PROVIDED TEXT:

FIG. 9-A illustrates an embodiment as a concept demonstrator prototype that was used for developing the present invention. FIGS. 9-A (a)(g)(h) illustrates how Canny algorithm image processing was performed on a PC hardware-in-the-loop emulator to develop the WhisperPhone app. FIGS. 9-A(b)-(f) illustrates the concept prototype with a sound reproduction system (b) pivotably attached to the top of a prior art case for a smart phone (c), showing the back with a circuit board attached to a prior art case for a smart phone (d) and with two different pivotably attached camera/mic units at the bottom of a prior art case for a smart phone (d)-(f), the camera in (f) includes illumination LEDs and a gimballed arrangement for optimally orienting and positioning the lips camera. In FIG. 9-A(d), a prototype circuit board is shown on the back of the modified casing shown in FIG. 9-A(c). The output device in FIG. 9-A(b) is pivotably attached to the modified casing in FIG. 9-A(c), and the modified casing in FIG. 9-A(c) also includes a 3.5 mm jack in the bottom left corner. The modified casing is made from a flexible plastic material which allows the jack to be inserted while the casing is clipped on to the mobile device. The lips image is shown in FIG. 9-A(h) of the lips image in FIG. 9-A(g) as a Canny feature extraction which requires orientation before classification.

FIG. 9-B/C illustrate respectively algorithms for a capture and transmission subsystem and a reception and output subsystem flow chart with functions/modules adapted for the present invention. The functions/modules in FIG. 9-B/C are executed iteratively and repeatedly during the use of the whisper communication system, so that the functions can operate in a pipe-lined parallel fashion so that e.g. the transmission function can handle the data from a previous cycle in a parallel image capture function so that the sequencing of the function blocks are merely examples.

A person skilled in the art would also be aware that the functions can be grouped and/or combined in data structures and modules without changing the overall operation of the subsystems. A person skilled in the art would also be aware that the each function/module may be implemented as a software ebject or as a dedicated hardware module, e.g. by using the VHDL hardware language. A person skilled in the art would also be aware that the modules/functions may operate at different rates, e.g. the facial feature capturing (e.g. lips camera images) may operated at a different rate than the sound capturing because head movements are generally slower that the rate at which speech is generated or processed (in this application, the term ‘lips camera’/‘lips display’ implies a camera/display that also monitors other facial organs such as teeth and the tong). Some of the functions/modules are also optional, e.g. orienting the images may be unnecessary when the user is made aware or required to hold their head in a particular orientation with respect to the camera. A person skilled in the art would also be aware that the features in FIG. 9-B/C may be implemented on a single mobile device or on multiple mobile devices, but that most embodiments should have both capturing/sending as well as receiving/outputting features on a single mobile device.

RECORDS:
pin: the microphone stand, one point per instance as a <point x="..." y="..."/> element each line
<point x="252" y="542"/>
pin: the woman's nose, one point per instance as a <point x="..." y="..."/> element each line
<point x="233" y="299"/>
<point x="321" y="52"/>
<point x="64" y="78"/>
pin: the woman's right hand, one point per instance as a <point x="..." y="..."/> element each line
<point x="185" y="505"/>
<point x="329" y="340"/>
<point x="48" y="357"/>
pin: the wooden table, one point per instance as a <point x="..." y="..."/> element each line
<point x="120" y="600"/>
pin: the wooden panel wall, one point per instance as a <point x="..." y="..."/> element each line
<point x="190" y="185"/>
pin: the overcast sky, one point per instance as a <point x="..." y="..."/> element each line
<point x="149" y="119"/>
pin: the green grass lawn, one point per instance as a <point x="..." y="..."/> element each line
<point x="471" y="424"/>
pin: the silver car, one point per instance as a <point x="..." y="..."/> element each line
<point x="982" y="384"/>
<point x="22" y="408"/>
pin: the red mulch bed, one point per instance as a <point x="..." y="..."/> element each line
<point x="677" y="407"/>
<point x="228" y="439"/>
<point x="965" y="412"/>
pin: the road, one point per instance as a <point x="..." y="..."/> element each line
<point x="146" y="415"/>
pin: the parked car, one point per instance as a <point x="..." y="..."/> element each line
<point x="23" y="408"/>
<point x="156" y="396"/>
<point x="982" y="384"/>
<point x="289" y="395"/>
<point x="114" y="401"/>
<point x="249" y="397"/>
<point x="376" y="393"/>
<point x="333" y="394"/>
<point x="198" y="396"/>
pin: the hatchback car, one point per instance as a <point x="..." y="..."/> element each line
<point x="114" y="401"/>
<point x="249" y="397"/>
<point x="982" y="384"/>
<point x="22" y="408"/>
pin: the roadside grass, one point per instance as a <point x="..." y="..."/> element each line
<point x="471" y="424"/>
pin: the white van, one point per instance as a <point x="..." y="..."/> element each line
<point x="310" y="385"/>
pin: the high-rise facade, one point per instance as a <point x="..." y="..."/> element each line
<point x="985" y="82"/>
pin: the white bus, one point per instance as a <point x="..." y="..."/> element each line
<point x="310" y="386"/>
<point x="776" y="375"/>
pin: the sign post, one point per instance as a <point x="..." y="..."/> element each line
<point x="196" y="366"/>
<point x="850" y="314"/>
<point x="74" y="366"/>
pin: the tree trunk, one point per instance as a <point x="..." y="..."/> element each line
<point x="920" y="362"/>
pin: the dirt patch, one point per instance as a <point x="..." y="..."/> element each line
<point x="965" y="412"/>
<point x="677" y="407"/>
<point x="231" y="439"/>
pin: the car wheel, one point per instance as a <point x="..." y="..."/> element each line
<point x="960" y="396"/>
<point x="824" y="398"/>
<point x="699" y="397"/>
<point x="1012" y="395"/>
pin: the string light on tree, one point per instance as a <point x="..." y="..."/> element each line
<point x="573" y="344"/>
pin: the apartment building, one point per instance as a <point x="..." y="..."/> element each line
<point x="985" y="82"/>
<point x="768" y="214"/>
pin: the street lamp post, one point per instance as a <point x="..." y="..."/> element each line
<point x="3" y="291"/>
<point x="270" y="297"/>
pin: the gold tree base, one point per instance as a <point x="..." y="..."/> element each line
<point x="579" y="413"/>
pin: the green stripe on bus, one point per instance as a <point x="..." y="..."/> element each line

INSTRUCTIONS:
[1] According to the patent passage on whisper communication, what material is the modified casing made from?
[2] Reproduce the stretch of the patent passage on whisper communication from "FIG. 9-B/C illustrate" through "are merely examples.".
[3] Write the next part of the patent passage on whisper communication, picking up after its final sentence.

TASK RESULTS:
[1] A flexible plastic material.

[2]
FIG. 9-B/C illustrate respectively algorithms for a capture and transmission subsystem and a reception and output subsystem flow chart with functions/modules adapted for the present invention. The functions/modules in FIG. 9-B/C are executed iteratively and repeatedly during the use of the whisper communication system, so that the functions can operate in a pipe-lined parallel fashion so that e.g. the transmission function can handle the data from a previous cycle in a parallel image capture function so that the sequencing of the function blocks are merely examples.

[3]
FIG. 10 illustrates an embodiment with a fixed whisper sound reproduction system at an extremity such as a corner of a smart phone and optional flaps to cower the whisper sound. The sound reproduction system 1060 may also be conformally integrated into the smart phone mobile device such that it is inconspicuous, e.g. in a corner of the mobile device. The flaps may be dedicated flaps or be part of a structure such as a smartphone holder.

FIG. 11 illustrates an embodiment with a lips camera with optional visible light and/or IR illumination LEDs around the camera and an optional lips display.

FIG. 12 illustrates an embodiment of optional lips information being displayed on the display of a mobile device, which also illustrates how teeth pixel counting can be used to classify lip positions. The lips information is thus generated from sounds and images.

FIG. 13 illustrates the Canny image processing of lips camera images in a normalized horizontal orientation for a subset of phonemes corresponding to the English alphabet. In FIG. 13, images A-Z can be used for inputting lip information, or can be shown to output lip information.

FIG. 14 illustrates an embodiment of the lips analysis image processing algorithm in a block diagram format.

FIG. 15-16 illustrate spectrograms used in the development of the present invention.

FIG. 17 illustrates an embodiment of the algorithms used in the whisper voice signal processing algorithms in block diagram format.

FIGS. 18, 19, 20-A, 20-B, 20-C illustrates spectrograms used in the development of the present invention.

FIG. 21 illustrates a block diagram of a computer system is shown that may be used to implement features of some embodiments of the disclosed invention.

DETAILED DESCRIPTION

When a smartphone user is in a busy work environment where people talk a lot, in can be desireable to hear the phone better but without making additional sound so as to not disturb other workers. Furthermore, the conversation may be private and the user of the smartphone may prefer a discreet method of listening with increased volume without giving bystanders the opportunity to eavesdrop on their conversation.

The present invention also relates to improvements in mobile device sound output. The improvements can be integrated into the mobile devices or can be provided as an aftermarket add-on by e.g. smartphone cases.

In FIG. 1, a prior art smart phone 100 is illustrated. The smartphone 100 comprises a display 120, a button/fingerprint reader 110, a front camera 140 and a proximity sensor 130. Of particular concern in the application, are the two sound output devices 150 and 160. Sound output device 150 is near a proximity sensor 130 and is used when the ear is close to the top of the phone. Sound output device 160 is a speaker.

In FIG. 2, an embodiment 200 of the present invention is shown. Smartphone 202a comprises a flap 230 which can be opened by pressing on corner 220 by user finger 210 which changes the state of phone 202a into phone 202b which includes a pull-out output sound device 250 on a flexible conductor 260.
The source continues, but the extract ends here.